EXERCISE DETAILS: Exact transcript, pictures excluded: write out every record below.

(Collected data)

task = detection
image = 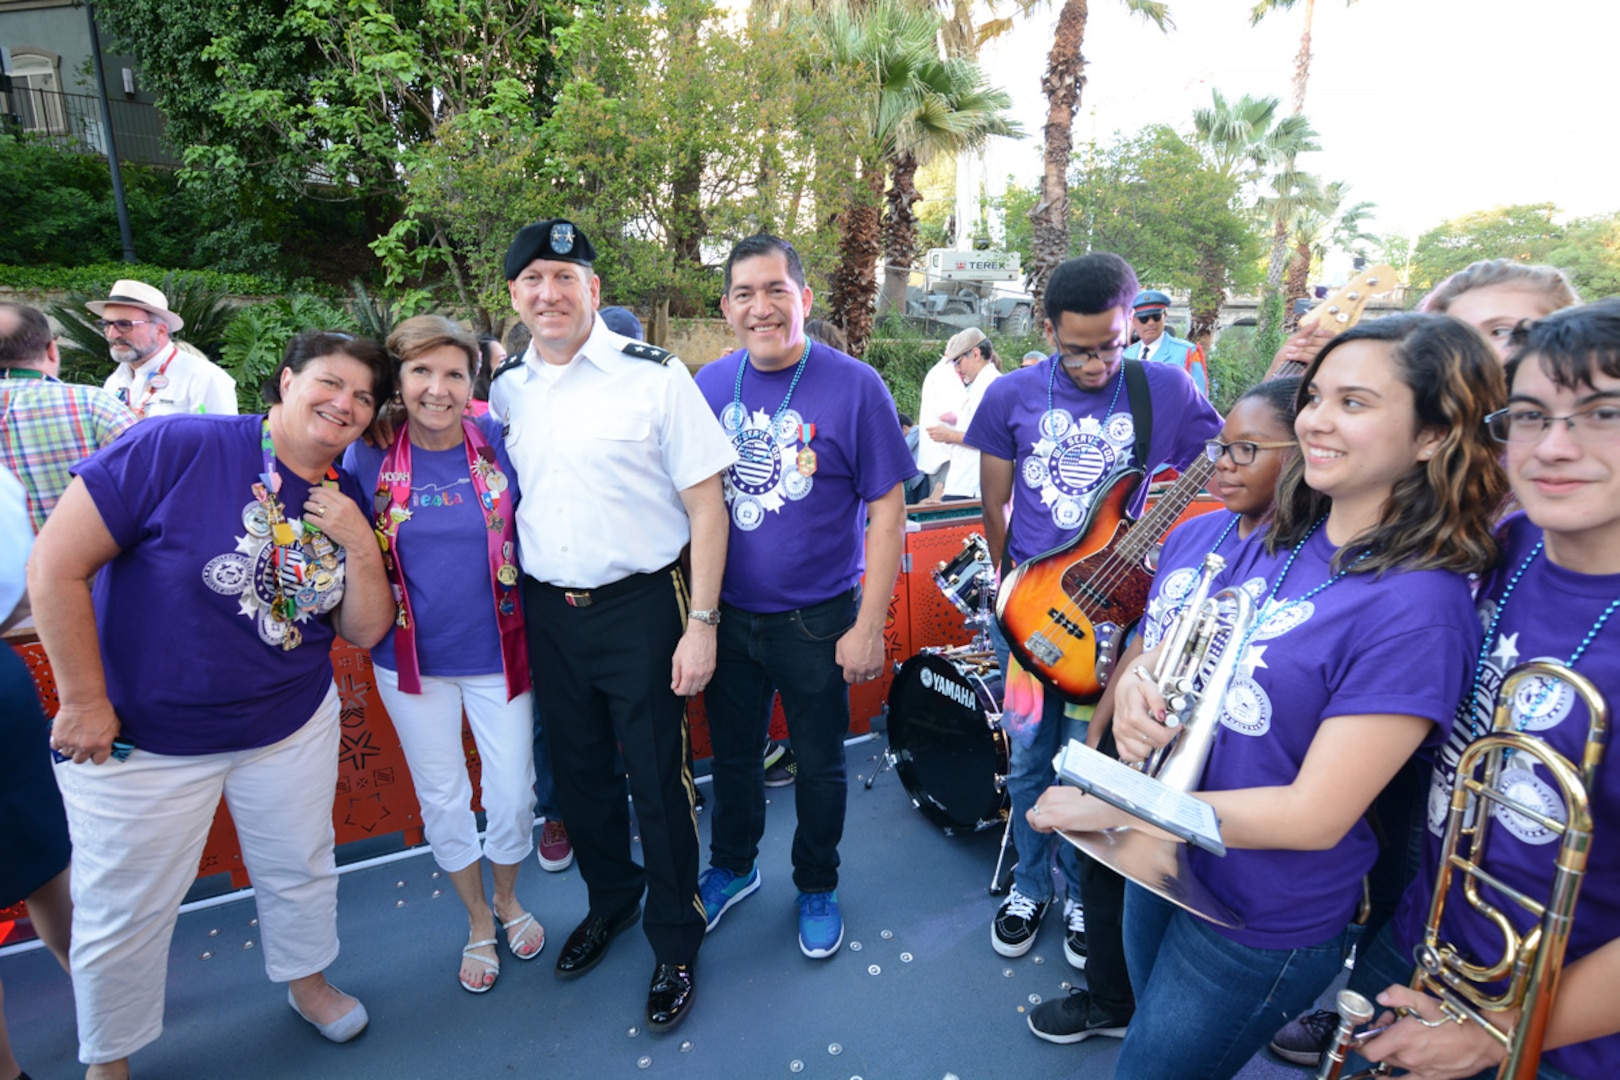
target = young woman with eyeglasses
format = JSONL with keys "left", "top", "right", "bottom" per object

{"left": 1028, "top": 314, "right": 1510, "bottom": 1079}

ANSWER BOX:
task = detection
image = 
target = young woman with eyeglasses
format = JSONL with keys "left", "top", "right", "bottom" per object

{"left": 1028, "top": 314, "right": 1510, "bottom": 1079}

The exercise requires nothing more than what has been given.